Here in GÉANT we have 31 x MX480/960 routers, all acting as PE devices (no P devices), spanning Europe.

We run a large set of protocols and services (ie: some logical systems, many routing-instances, carrier-of-carriers, dual-stack, LDP, RSVP-TE, MSDP, PIM, etc. etc.).
We shift over 1 Tbps and though our number of 'customers' is few - maybe 5-10 homed per box - we're running upto 50,000 lines of config on some boxes.

So where do we stand on config automation?

Whilst we do use configuration templates, our ['customers'] requirements necessitate some exceptions in places.
Given our central position in connecting EU Research and Education networks together, and to the world, we are running quite a mix of services - production, pilot, experimental - and manual configuration direct on the CLI is the only game in town; why automate disposable config?
** Not to be confused with pure lab work - we have several labs, too, and appropriate divisions between lab and production.

We are moving toward Ansible/git/Napalm/Bash glue scripts for chunks of configuration which seldom change, eg: chassis, routing-options, snmp, standard policies and filters, etc.
IE: We're going to automate the low-hanging fruit first, and expand from there.

RE: manual overwrites - What I'm going to POC is using the Junos 'protect' feature to block CLI users from futzing with what lives in git: when git repo is pushed to the routers, we'll unprotect and re-protect those stanzas. So, in an out of hours emergency, our NOC can still unprotect and overwrite anything they need to.
Alternatively, fixes they may wish to implement can be updated in git. The key thing at the outset is choice - you can do it the way you're used to, while you learn the new procedures, and there is no negative impact.

To ease the migration, learning, training, we plan to start slow and have the git push triggered by hand, rather than, say, cron.
We will have quasi-realtime automated diff reports so deviations are spotted same-day and can be addressed.
The idea is anyone making a change updates git then does a push (which also verifies).

Until we have that, we continue with our partial automation:

I've authored numerous scripts - the most commonly used have a web frontend - which take user input, populate templates, and offer to push to the chosen router(s).
For instance, all public and private peerings are 100% automated and populate data from peeringdb.com.

NB: The above is our current position and plan of action. Please consider our needs are different from most SP networks.
In a more commercial operation with large scale cookie-cutter customers (who don't get special treatment - just a service catalogue), database-is-master is the way to go.

I'll finish by saying that the FOSS tools out there do a fantastic job - pick the toolchain you like/can understand, and don't be afraid to use it!

Off-topic: Almost all change management is performed by automation - config application and verification checks.
This means during the PM window, we need only concentrate on verification and 'what went wrong', should something happen.
IE: We don't burn brainpower or time making the changes - all that is done weeks in advance, and peer-reviewed if appropriate.


Br,
Niall

Niall Donaghy
Senior Network Engineer
GÉANT
T: +44 (0)1223 371393
M: +44 (0) 7557770303
Skype: niall.donaghy-dante
PGP Key ID: 0x77680027
nic-hdl: NGD-RIPE

Networks • Services • People
Learn more at www.geant.org​
​​
GÉANT Vereniging (Association) is registered with the Chamber of Commerce in Amsterdam with registration number 40535155 and operates in the UK as a branch of GÉANT Vereniging. Registered office: Hoekenrode 3, 1102BR Amsterdam, The Netherlands. UK branch address: City House, 126-130 Hills Road, Cambridge CB2 1PQ, UK.

REQUIRED WORK:
1. Name every tool the post on configuration automation says GÉANT is moving toward for its glue scripts.
2. Answer from the post on configuration automation:
(a) How many routers does GÉANT have, and of what models?
(b) At the start, how will the git push be triggered?
(c) From what site do the automated peerings draw their data?
The entries that follow have nothing to do with this work.

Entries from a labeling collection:
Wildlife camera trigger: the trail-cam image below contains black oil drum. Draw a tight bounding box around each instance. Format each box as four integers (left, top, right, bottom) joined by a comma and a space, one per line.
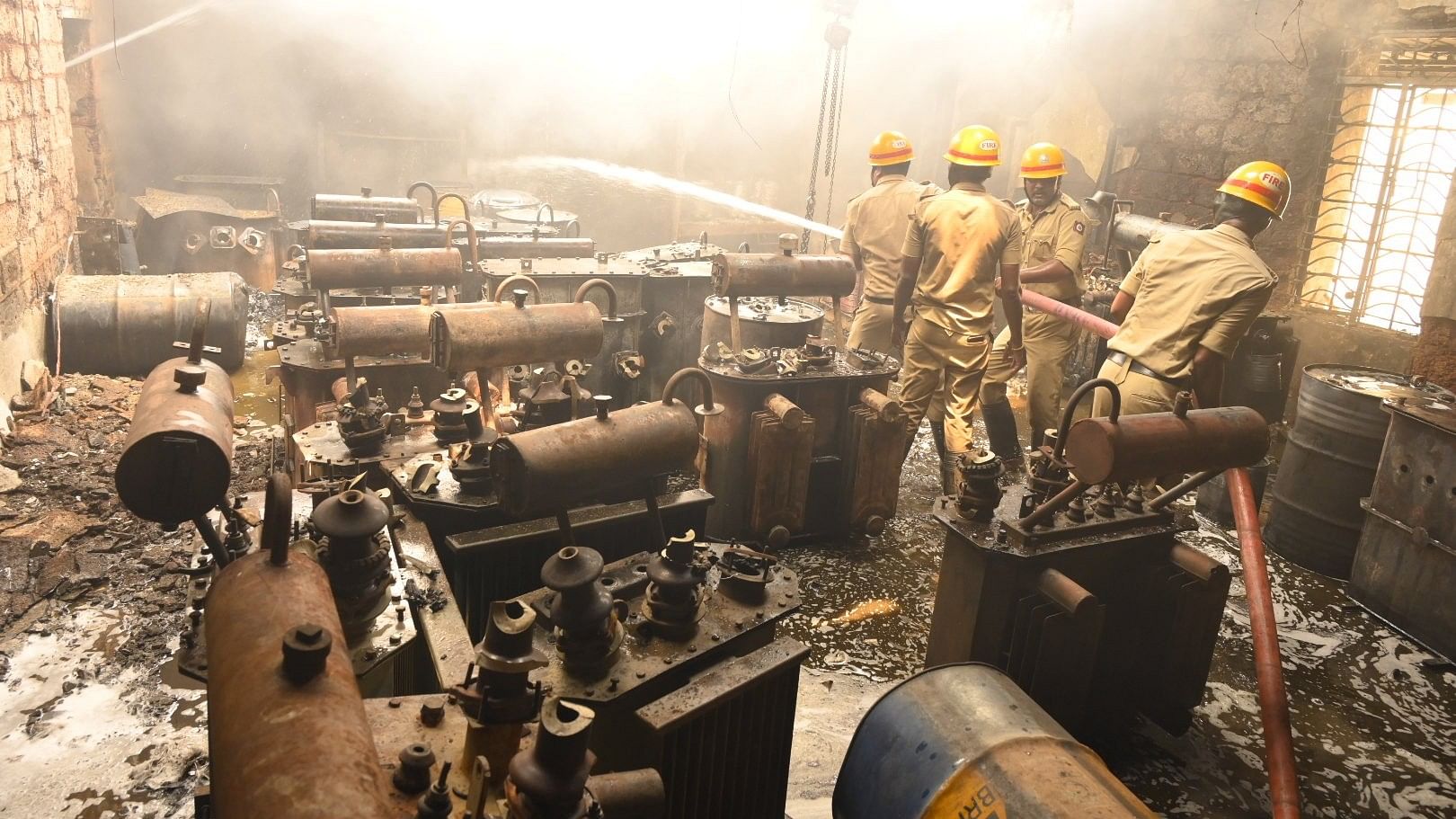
1264, 364, 1453, 580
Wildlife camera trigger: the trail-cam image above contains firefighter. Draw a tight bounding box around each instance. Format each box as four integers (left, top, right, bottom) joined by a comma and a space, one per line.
981, 143, 1088, 463
891, 125, 1026, 472
1092, 162, 1290, 415
839, 131, 941, 356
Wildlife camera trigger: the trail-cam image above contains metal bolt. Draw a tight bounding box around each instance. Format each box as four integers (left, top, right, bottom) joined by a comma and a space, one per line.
282, 622, 333, 685
420, 697, 446, 728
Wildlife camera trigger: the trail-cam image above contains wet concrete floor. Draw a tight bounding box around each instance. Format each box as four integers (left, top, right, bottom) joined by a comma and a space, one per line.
784, 399, 1456, 819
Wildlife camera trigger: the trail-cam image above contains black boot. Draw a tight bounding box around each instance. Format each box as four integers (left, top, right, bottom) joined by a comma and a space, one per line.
930, 421, 955, 495
981, 401, 1022, 463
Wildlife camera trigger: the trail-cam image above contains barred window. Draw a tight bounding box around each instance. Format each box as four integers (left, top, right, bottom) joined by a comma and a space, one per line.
1301, 77, 1456, 334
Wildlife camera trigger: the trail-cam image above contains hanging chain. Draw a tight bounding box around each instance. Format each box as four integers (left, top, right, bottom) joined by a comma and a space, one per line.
799, 47, 834, 254
824, 45, 848, 251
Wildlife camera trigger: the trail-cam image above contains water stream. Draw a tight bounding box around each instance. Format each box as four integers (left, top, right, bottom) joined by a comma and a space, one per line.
488, 156, 845, 239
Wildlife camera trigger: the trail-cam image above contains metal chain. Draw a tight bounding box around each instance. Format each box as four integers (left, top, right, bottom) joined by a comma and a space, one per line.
799, 47, 834, 254
824, 45, 848, 251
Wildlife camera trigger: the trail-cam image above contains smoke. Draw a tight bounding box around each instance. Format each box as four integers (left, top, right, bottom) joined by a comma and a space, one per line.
93, 0, 1130, 249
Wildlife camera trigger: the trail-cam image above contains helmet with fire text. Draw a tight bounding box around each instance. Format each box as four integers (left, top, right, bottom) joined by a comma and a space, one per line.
1021, 143, 1067, 179
945, 125, 1000, 167
869, 131, 914, 167
1219, 160, 1290, 218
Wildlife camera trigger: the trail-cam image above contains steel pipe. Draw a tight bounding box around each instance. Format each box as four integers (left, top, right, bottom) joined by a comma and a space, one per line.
306, 246, 465, 290
205, 542, 397, 819
1226, 467, 1299, 819
425, 302, 606, 373
714, 254, 855, 298
1057, 402, 1270, 484
308, 188, 423, 225
1021, 290, 1117, 338
491, 396, 711, 517
115, 352, 233, 526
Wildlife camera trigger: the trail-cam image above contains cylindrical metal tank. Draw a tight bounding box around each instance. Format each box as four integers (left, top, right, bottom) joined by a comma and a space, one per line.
115, 352, 233, 525
491, 401, 697, 517
1066, 406, 1270, 484
54, 272, 247, 376
207, 552, 397, 819
702, 296, 824, 348
308, 188, 423, 225
329, 302, 498, 359
833, 663, 1156, 819
714, 254, 855, 298
430, 302, 606, 373
1264, 364, 1452, 580
306, 248, 465, 290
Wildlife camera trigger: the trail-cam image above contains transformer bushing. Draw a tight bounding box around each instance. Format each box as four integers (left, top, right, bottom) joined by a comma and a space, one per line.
310, 490, 392, 644
505, 693, 599, 819
338, 378, 393, 456
542, 547, 622, 678
642, 538, 707, 640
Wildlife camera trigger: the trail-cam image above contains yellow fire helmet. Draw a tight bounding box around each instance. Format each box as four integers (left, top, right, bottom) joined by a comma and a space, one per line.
869, 131, 914, 167
1219, 160, 1290, 218
945, 125, 1000, 167
1021, 143, 1067, 179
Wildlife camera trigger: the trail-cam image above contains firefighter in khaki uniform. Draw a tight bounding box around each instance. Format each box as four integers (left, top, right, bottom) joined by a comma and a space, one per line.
981, 143, 1088, 462
839, 131, 941, 356
1092, 162, 1289, 434
892, 125, 1026, 468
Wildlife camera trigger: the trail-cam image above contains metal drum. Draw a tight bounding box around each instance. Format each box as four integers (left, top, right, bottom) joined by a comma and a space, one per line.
703, 296, 824, 348
1264, 364, 1453, 580
833, 663, 1155, 819
54, 272, 247, 376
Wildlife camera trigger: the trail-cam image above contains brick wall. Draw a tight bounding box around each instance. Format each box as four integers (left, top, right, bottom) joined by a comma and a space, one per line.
0, 0, 77, 431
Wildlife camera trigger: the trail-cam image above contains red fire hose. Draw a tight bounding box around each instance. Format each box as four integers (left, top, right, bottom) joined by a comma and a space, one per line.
1021, 290, 1299, 819
1224, 469, 1299, 819
1021, 290, 1117, 338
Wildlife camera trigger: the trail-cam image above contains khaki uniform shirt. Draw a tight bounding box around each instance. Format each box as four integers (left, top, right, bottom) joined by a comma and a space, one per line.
1106, 225, 1278, 378
1017, 194, 1088, 306
902, 182, 1022, 335
839, 175, 941, 300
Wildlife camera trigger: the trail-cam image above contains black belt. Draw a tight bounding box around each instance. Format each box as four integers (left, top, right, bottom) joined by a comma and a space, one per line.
1106, 350, 1188, 387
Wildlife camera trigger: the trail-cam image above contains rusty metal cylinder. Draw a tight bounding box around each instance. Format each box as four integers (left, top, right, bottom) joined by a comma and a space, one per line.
491, 401, 697, 517
714, 254, 855, 296
1066, 406, 1270, 484
1113, 213, 1193, 251
115, 359, 233, 525
329, 302, 496, 359
702, 296, 824, 350
54, 272, 247, 376
833, 663, 1156, 819
307, 248, 465, 290
299, 220, 556, 249
430, 302, 606, 373
207, 552, 397, 819
471, 236, 597, 260
308, 188, 423, 225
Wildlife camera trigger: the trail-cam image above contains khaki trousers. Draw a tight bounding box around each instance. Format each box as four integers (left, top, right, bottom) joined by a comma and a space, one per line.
981, 310, 1082, 434
900, 317, 991, 455
1092, 359, 1178, 418
848, 300, 900, 357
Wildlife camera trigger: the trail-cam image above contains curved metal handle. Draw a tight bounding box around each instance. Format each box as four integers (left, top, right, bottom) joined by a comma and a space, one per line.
573, 279, 617, 321
435, 192, 470, 225
446, 218, 481, 272
495, 272, 542, 305
1052, 378, 1123, 460
404, 181, 439, 215
662, 367, 716, 413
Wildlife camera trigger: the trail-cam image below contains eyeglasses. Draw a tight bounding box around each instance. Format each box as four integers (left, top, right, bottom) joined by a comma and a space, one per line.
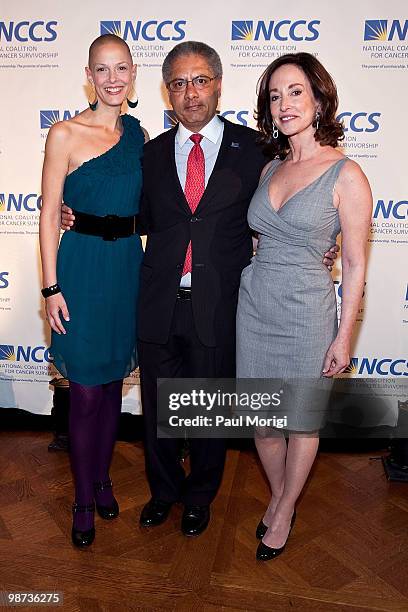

RESULTS OF THE EXERCISE:
1. Ansible, git, Napalm, Bash

2.
(a) 31 routers, MX480/960.
(b) By hand, rather than by something like cron.
(c) peeringdb.com